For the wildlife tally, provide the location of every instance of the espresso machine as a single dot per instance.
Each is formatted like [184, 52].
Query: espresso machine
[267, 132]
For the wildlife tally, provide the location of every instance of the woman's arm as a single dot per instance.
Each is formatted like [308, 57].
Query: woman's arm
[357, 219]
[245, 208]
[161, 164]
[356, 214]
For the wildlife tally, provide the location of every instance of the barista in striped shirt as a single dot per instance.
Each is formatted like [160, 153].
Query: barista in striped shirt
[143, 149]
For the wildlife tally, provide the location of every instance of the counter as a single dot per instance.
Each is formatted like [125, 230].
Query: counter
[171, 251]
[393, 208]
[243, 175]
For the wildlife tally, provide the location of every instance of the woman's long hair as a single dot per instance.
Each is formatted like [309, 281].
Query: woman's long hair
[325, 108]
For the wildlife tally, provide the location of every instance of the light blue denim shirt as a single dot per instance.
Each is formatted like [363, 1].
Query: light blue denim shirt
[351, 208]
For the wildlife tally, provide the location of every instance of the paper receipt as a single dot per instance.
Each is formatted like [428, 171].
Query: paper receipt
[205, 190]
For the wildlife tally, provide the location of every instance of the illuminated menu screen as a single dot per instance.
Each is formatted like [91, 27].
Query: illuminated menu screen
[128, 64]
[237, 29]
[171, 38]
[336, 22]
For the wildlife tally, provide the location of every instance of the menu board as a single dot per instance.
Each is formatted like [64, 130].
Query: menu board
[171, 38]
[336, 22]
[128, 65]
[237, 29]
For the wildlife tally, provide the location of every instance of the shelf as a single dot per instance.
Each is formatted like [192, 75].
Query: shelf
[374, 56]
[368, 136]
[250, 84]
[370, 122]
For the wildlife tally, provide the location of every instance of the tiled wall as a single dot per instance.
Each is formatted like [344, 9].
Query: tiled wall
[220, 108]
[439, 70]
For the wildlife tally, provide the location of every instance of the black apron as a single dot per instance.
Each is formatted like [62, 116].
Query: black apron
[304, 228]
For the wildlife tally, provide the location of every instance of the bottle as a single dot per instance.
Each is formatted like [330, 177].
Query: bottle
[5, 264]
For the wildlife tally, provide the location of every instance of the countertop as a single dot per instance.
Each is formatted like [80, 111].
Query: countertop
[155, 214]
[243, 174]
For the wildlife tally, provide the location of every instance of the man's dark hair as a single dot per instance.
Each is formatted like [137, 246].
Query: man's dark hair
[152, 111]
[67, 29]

What to work on: Format all of the lines above as a Markdown table with two columns, Number and Line, giving each line its own numbered row and skipping any blank lines.

Result for this task:
| Number | Line |
|---|---|
| 1 | For the wildlife tally, provide the location of every instance of the espresso machine as a single dot per instance. |
| 2 | Each is formatted like [184, 52]. |
| 3 | Query: espresso machine |
| 4 | [267, 132] |
| 5 | For the wildlife tally, provide the location of every instance of the woman's arm as a single dot per instance. |
| 6 | Each is formatted like [308, 57]. |
| 7 | Query: woman's arm |
| 8 | [357, 219] |
| 9 | [245, 208] |
| 10 | [161, 164] |
| 11 | [356, 214] |
| 12 | For the wildlife tally, provide the location of every instance of the barista in striped shirt as a single dot per instance. |
| 13 | Each is formatted like [160, 153]. |
| 14 | Query: barista in striped shirt |
| 15 | [143, 149] |
| 16 | For the wildlife tally, provide the location of every instance of the counter as a single dot per instance. |
| 17 | Each is formatted like [125, 230]. |
| 18 | Query: counter |
| 19 | [171, 251] |
| 20 | [393, 208] |
| 21 | [243, 175] |
| 22 | For the wildlife tally, provide the location of every instance of the woman's long hair as a single dot per instance. |
| 23 | Each is formatted like [309, 281]. |
| 24 | Query: woman's long hair |
| 25 | [325, 108] |
| 26 | For the wildlife tally, provide the location of every instance of the light blue denim shirt as a single dot per instance. |
| 27 | Each is formatted like [363, 1]. |
| 28 | Query: light blue denim shirt |
| 29 | [351, 208] |
| 30 | For the wildlife tally, provide the location of every instance of the paper receipt as a single dot per instance. |
| 31 | Each is formatted like [428, 171]. |
| 32 | Query: paper receipt |
| 33 | [205, 190] |
| 34 | For the wildlife tally, provide the location of every instance of the illuminated menu screen as a single dot per instance. |
| 35 | Each is formatted like [91, 27]. |
| 36 | Query: illuminated menu screen |
| 37 | [128, 64] |
| 38 | [237, 29] |
| 39 | [171, 38] |
| 40 | [336, 22] |
| 41 | For the wildlife tally, provide the location of every instance of the menu board as a single dot per instance. |
| 42 | Each is formatted like [64, 130]. |
| 43 | Query: menu board |
| 44 | [171, 38] |
| 45 | [336, 22] |
| 46 | [128, 65] |
| 47 | [237, 29] |
| 48 | For the wildlife tally, provide the location of every instance of the shelf as a single dot per instance. |
| 49 | Each is formatted like [192, 75]. |
| 50 | Query: shelf |
| 51 | [374, 56] |
| 52 | [368, 136] |
| 53 | [250, 84] |
| 54 | [370, 122] |
| 55 | For the wildlife tally, provide the location of every instance of the tiled wall as a single dot per instance. |
| 56 | Each is formatted like [344, 9]. |
| 57 | Query: tiled wall |
| 58 | [220, 108] |
| 59 | [439, 70] |
| 60 | For the wildlife tally, provide the location of every instance of the black apron as a single dot per instance. |
| 61 | Each is formatted like [62, 116]. |
| 62 | Query: black apron |
| 63 | [304, 228] |
| 64 | For the wildlife tally, provide the location of every instance of the bottle as a single dot per instance. |
| 65 | Each is formatted like [330, 177]. |
| 66 | Query: bottle |
| 67 | [5, 264] |
| 68 | For the wildlife tally, provide the location of every instance of the countertop as a single dot per instance. |
| 69 | Each is formatted like [80, 111]. |
| 70 | Query: countertop |
| 71 | [155, 214] |
| 72 | [243, 174] |
| 73 | For the wildlife tally, provide the location of every instance of the man's dark hair as a single dot per instance. |
| 74 | Each is formatted like [137, 246]. |
| 75 | Query: man's dark hair |
| 76 | [152, 111] |
| 77 | [67, 29] |